Researchers have integrated heart cells grown from human embryonic stem cells into a host heart

Researchers at the Technion-Israel Institute of Technology and Rambam Medical Center have demonstrated that heart cells grown from human embryonic stem cells can integrate into the host heart and help regulate its activity, becoming in effect a biological pacemaker.

This breakthrough may lead to the development of a biological pacemaker and to using heart cells to repair heart tissue destroyed by heart attacks. The study is published in the September 26, 2004 issue of Nature Biotechnology.

"This is extremely important research," says Dr. David Gutterman, professor of medicine and physiology at the Medical College of Wisconsin and associate director of its Cardiovascular Research Center. "This could lead to a replacement of the mechanical pacemaker, which requires surgery to replace the battery every few years. We could also replace beating cells in patients who have had heart attacks. Dr. Gepstein is on the forefront of heart rhythm research."

"This is an important proof of concept that heart cells can have the ability to integrate within existing cells," says lead researcher Dr. Lior Gepstein of the Technion Faculty of Medicine.

Dr. Gepstein and his colleagues were the first to generate human heart tissue in the laboratory, which could be used for testing and creating new drugs for genetic studies, for tissue engineering and for studying the effects of various stresses on the heart. The team, however, wanted to test if the cells could function and integrate within a live host body.

──────────

PROMPT A: According to the article on heart cells grown from human embryonic stem cells, why could a biological pacemaker be an improvement over a mechanical one?
PROMPT B: Continue the article on heart cells grown from human embryonic stem cells, picking up after its final sentence.

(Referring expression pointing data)
──────────

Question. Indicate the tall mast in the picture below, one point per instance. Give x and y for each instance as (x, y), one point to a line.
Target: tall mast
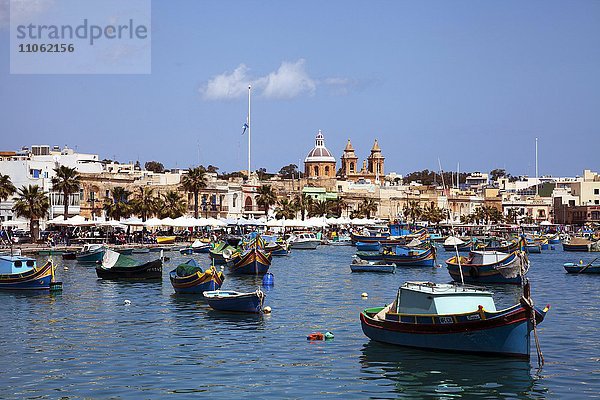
(249, 130)
(537, 179)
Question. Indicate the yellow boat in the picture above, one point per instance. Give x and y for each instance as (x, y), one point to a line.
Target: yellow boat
(165, 239)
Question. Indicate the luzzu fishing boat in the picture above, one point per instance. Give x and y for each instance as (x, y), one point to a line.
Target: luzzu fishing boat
(489, 267)
(22, 273)
(253, 261)
(189, 278)
(224, 300)
(452, 243)
(91, 253)
(454, 318)
(404, 256)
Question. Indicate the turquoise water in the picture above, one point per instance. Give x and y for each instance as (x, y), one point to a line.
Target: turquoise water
(85, 343)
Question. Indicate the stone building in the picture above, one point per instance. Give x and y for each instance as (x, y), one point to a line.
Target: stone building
(319, 163)
(372, 168)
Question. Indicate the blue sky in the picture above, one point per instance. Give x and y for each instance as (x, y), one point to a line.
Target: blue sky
(463, 81)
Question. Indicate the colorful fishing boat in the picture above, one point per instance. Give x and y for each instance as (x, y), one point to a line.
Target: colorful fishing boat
(223, 253)
(165, 239)
(454, 318)
(404, 256)
(23, 273)
(368, 246)
(116, 266)
(252, 261)
(91, 253)
(359, 265)
(489, 267)
(452, 243)
(189, 278)
(582, 268)
(228, 300)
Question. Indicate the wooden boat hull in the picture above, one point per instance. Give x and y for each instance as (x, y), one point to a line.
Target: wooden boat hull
(35, 279)
(198, 282)
(576, 247)
(370, 246)
(423, 259)
(579, 268)
(247, 302)
(478, 274)
(504, 333)
(253, 262)
(390, 269)
(148, 271)
(90, 257)
(165, 239)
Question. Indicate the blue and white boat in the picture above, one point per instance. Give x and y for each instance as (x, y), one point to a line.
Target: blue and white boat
(228, 300)
(23, 273)
(453, 318)
(91, 253)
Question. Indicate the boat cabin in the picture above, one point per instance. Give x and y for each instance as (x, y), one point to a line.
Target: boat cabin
(10, 265)
(441, 298)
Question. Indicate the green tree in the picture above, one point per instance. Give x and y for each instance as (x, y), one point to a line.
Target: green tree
(266, 197)
(413, 211)
(33, 204)
(367, 207)
(154, 166)
(117, 205)
(7, 189)
(172, 205)
(193, 182)
(302, 203)
(144, 204)
(286, 209)
(67, 181)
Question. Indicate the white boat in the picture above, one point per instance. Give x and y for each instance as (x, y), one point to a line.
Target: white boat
(304, 241)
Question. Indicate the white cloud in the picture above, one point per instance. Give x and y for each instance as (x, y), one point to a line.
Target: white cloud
(290, 80)
(227, 85)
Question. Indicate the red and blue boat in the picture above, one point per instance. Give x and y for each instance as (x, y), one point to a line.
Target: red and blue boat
(23, 273)
(190, 278)
(455, 318)
(489, 267)
(404, 256)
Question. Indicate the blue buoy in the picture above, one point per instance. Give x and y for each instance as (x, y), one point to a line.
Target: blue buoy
(268, 279)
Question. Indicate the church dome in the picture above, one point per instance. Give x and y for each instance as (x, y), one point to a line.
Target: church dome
(319, 153)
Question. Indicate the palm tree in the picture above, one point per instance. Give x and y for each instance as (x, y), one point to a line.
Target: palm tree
(144, 203)
(172, 205)
(32, 204)
(266, 197)
(66, 181)
(117, 206)
(302, 202)
(413, 211)
(192, 182)
(7, 189)
(286, 209)
(367, 207)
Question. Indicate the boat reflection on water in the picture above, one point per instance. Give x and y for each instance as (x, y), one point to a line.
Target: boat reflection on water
(421, 373)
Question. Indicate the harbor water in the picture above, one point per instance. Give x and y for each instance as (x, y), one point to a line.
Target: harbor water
(87, 343)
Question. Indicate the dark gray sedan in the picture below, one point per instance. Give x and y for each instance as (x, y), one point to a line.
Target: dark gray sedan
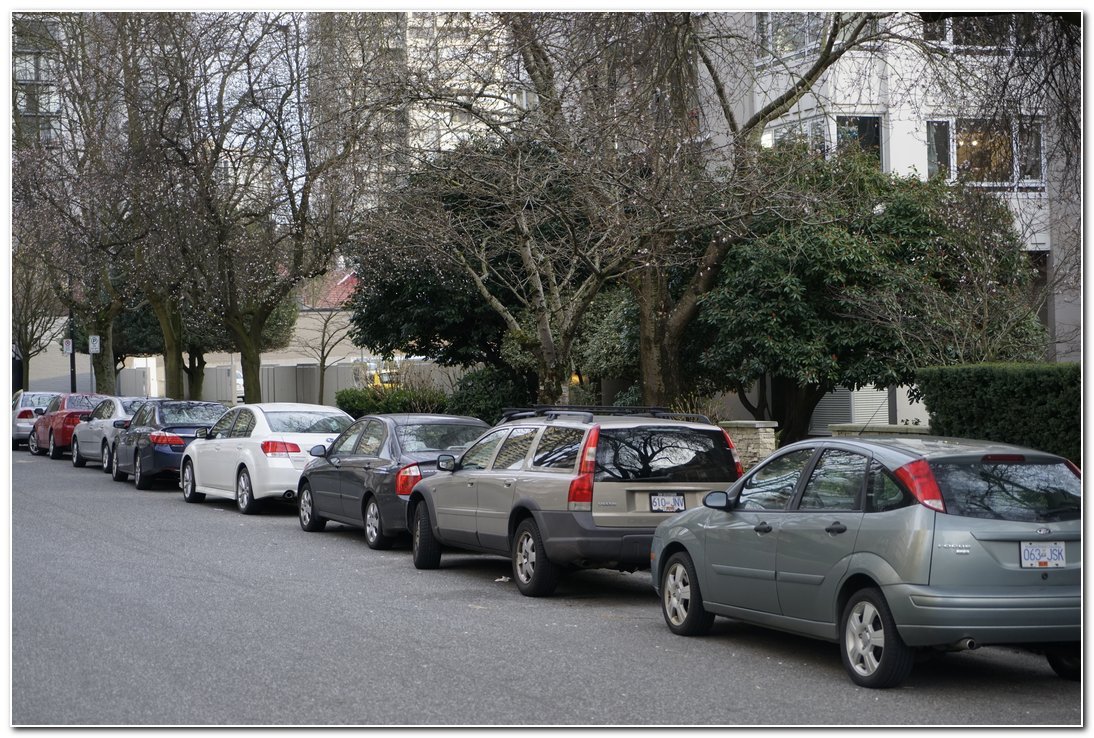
(364, 478)
(887, 546)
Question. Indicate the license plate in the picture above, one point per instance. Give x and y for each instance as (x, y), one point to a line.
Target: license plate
(666, 503)
(1042, 554)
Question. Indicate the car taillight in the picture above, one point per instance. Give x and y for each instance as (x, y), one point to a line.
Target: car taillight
(920, 481)
(733, 449)
(279, 448)
(580, 496)
(406, 478)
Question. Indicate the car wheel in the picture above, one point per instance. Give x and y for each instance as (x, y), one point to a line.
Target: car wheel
(189, 484)
(77, 459)
(425, 549)
(873, 653)
(681, 599)
(373, 535)
(244, 494)
(535, 574)
(1067, 662)
(309, 519)
(116, 473)
(55, 453)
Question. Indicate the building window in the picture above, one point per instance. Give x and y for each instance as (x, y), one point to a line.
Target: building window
(989, 152)
(861, 130)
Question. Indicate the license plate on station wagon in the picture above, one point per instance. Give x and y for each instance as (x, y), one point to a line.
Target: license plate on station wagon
(666, 503)
(1042, 554)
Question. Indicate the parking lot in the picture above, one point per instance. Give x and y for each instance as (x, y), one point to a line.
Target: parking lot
(131, 607)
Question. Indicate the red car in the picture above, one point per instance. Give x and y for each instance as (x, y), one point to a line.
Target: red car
(53, 430)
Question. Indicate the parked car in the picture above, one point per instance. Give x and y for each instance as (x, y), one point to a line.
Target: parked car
(23, 405)
(569, 487)
(53, 429)
(153, 441)
(94, 436)
(364, 478)
(256, 452)
(886, 546)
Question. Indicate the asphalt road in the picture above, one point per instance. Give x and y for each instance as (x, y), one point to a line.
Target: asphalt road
(135, 608)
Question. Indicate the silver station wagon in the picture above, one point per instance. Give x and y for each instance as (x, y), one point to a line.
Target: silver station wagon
(886, 546)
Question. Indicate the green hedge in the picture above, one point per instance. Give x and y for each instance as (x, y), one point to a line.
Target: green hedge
(371, 400)
(1030, 405)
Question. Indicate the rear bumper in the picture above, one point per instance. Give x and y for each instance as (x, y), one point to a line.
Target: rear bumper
(572, 538)
(928, 617)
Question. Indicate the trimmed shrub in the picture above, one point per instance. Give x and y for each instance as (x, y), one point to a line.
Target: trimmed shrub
(1028, 405)
(370, 400)
(484, 393)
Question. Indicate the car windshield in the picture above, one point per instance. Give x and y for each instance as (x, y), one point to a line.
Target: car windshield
(191, 412)
(1009, 491)
(664, 454)
(417, 437)
(303, 421)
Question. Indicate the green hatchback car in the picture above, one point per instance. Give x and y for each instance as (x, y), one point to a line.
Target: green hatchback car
(887, 546)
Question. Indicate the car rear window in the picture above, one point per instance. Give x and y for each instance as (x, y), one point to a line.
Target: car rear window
(1010, 491)
(418, 437)
(664, 454)
(302, 421)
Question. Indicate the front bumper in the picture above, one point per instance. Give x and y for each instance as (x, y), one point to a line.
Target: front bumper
(928, 617)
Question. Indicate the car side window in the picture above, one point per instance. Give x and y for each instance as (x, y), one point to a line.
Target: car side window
(478, 456)
(244, 424)
(372, 438)
(348, 440)
(836, 482)
(884, 493)
(219, 429)
(512, 452)
(772, 485)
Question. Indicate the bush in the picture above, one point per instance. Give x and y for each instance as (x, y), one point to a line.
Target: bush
(1028, 405)
(370, 400)
(484, 393)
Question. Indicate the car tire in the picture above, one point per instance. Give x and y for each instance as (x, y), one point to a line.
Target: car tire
(55, 453)
(189, 483)
(373, 531)
(1067, 662)
(310, 520)
(425, 548)
(682, 599)
(116, 473)
(78, 460)
(244, 493)
(865, 622)
(535, 574)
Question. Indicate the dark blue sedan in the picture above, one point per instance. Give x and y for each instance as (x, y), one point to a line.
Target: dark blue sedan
(153, 441)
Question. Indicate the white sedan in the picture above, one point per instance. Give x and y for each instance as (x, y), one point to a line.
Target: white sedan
(257, 452)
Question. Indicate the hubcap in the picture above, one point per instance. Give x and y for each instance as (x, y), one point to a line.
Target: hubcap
(372, 520)
(677, 594)
(525, 557)
(864, 639)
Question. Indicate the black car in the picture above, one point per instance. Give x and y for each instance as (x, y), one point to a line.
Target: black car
(153, 441)
(365, 476)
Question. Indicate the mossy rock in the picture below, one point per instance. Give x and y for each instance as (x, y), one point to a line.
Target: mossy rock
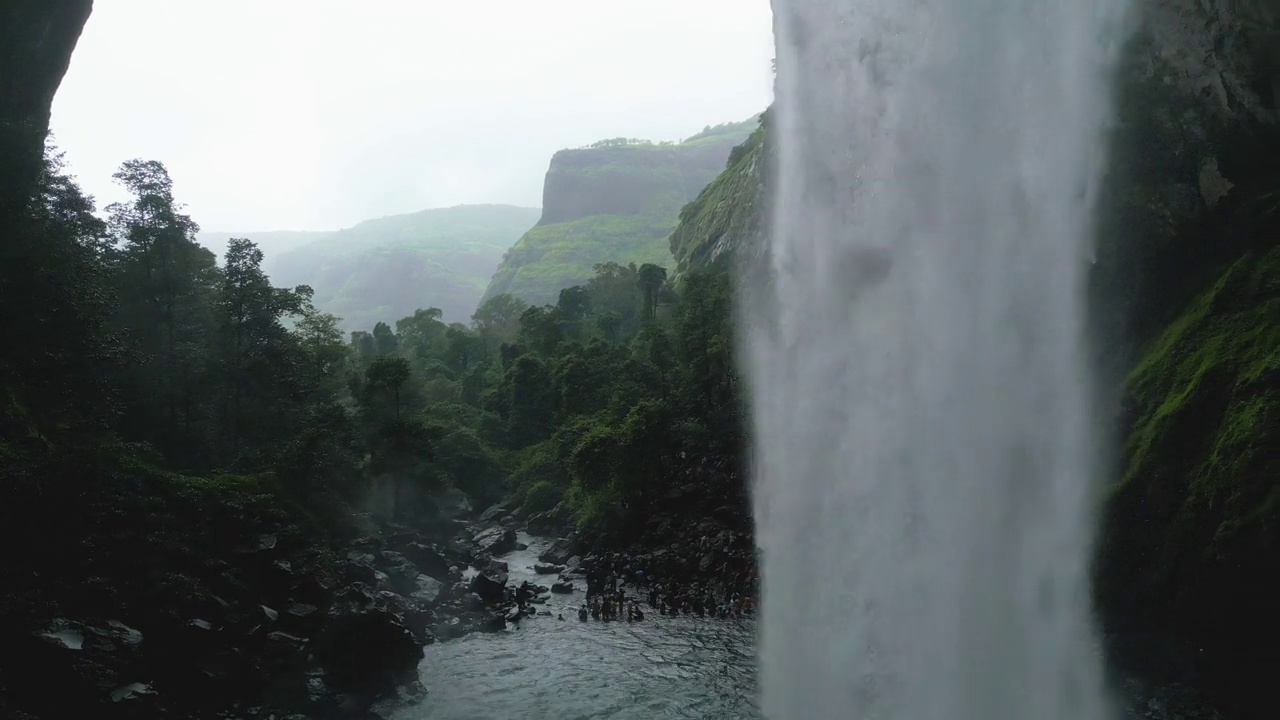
(1192, 529)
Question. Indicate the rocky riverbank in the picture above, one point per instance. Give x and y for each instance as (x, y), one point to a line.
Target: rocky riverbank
(284, 630)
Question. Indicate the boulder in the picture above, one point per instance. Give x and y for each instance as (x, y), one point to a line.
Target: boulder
(428, 588)
(492, 587)
(402, 574)
(557, 552)
(365, 646)
(428, 559)
(91, 665)
(497, 541)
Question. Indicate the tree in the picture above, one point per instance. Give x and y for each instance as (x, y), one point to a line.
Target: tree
(384, 340)
(165, 282)
(650, 278)
(421, 329)
(387, 374)
(575, 302)
(498, 319)
(257, 358)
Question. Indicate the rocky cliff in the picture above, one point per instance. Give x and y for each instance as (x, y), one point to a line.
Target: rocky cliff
(1185, 309)
(36, 42)
(613, 201)
(1189, 228)
(387, 268)
(727, 217)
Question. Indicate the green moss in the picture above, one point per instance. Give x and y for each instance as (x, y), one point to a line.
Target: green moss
(551, 258)
(387, 268)
(615, 201)
(727, 213)
(1196, 514)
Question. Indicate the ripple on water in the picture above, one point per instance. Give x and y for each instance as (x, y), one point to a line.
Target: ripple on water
(567, 669)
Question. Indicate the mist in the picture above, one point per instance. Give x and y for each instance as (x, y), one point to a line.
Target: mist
(316, 115)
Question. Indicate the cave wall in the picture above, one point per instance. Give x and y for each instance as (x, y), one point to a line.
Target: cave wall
(36, 42)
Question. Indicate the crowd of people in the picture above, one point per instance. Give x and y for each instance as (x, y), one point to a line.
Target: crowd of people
(608, 578)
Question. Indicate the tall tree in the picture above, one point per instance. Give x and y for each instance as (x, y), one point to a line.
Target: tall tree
(165, 283)
(650, 278)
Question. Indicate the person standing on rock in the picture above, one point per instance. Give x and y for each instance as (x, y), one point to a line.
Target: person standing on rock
(522, 596)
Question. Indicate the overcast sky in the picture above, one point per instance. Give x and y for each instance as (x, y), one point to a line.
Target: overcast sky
(316, 114)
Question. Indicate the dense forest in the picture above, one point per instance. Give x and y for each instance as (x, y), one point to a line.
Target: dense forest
(196, 458)
(164, 410)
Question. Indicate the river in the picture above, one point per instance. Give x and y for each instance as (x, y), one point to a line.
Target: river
(571, 670)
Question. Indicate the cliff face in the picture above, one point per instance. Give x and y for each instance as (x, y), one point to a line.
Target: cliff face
(613, 201)
(631, 180)
(1185, 309)
(36, 42)
(727, 219)
(1189, 228)
(387, 268)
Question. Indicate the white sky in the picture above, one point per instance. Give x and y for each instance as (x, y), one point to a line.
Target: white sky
(316, 114)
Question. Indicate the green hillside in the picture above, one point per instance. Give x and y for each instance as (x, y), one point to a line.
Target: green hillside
(617, 200)
(385, 269)
(272, 244)
(727, 217)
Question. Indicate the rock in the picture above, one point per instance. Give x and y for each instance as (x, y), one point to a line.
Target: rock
(279, 646)
(428, 588)
(492, 587)
(401, 574)
(557, 552)
(302, 610)
(428, 559)
(497, 541)
(365, 646)
(272, 615)
(92, 666)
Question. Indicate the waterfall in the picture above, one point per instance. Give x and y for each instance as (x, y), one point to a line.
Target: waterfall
(922, 402)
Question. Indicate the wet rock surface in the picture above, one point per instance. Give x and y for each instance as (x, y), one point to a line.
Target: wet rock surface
(292, 630)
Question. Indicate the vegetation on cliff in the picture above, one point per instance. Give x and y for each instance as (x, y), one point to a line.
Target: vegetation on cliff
(727, 217)
(1192, 522)
(389, 267)
(616, 201)
(593, 406)
(1184, 306)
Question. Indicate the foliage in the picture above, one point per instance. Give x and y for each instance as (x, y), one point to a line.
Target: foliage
(1196, 511)
(613, 201)
(597, 399)
(388, 267)
(727, 214)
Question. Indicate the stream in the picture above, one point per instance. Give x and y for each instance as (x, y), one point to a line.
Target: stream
(662, 666)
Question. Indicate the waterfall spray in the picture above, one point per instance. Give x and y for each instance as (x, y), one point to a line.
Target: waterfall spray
(922, 405)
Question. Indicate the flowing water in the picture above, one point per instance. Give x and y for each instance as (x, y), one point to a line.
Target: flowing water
(547, 669)
(922, 404)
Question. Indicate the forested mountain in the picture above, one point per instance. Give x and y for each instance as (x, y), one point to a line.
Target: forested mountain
(616, 201)
(1185, 317)
(219, 502)
(387, 268)
(273, 244)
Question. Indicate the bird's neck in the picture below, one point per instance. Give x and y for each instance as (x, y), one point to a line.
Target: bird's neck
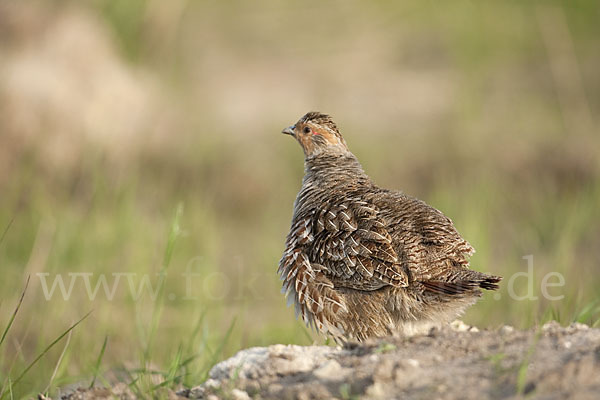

──────────

RESPONSE AREA A: A mechanical pacemaker requires surgery every few years to replace its battery. A biological pacemaker made from heart cells that integrate into the host heart could replace it.

RESPONSE AREA B:
They placed beating human heart cells, derived from the stem cell line, onto rat heart tissue. By recording the electrical activity from both tissues, they were able to show that the two tissues integrated electrically to form a single functional unit in which rat and human cells were beating in perfect synchronicity.

This concept was then tested in living animals with slow heart rates. The team transplanted human pacemaker cells derived from the embryonic stem cell line into the animals’ hearts. Using specialized electrical mapping equipment developed by the Technion researchers, they were able to pinpoint where the heart rate originated within the living animal, which turned out to be at the immediate region containing the transplant. This demonstrated that the implanted cells had integrated into the host heart, and by regulating its pace were behaving like a biological pacemaker.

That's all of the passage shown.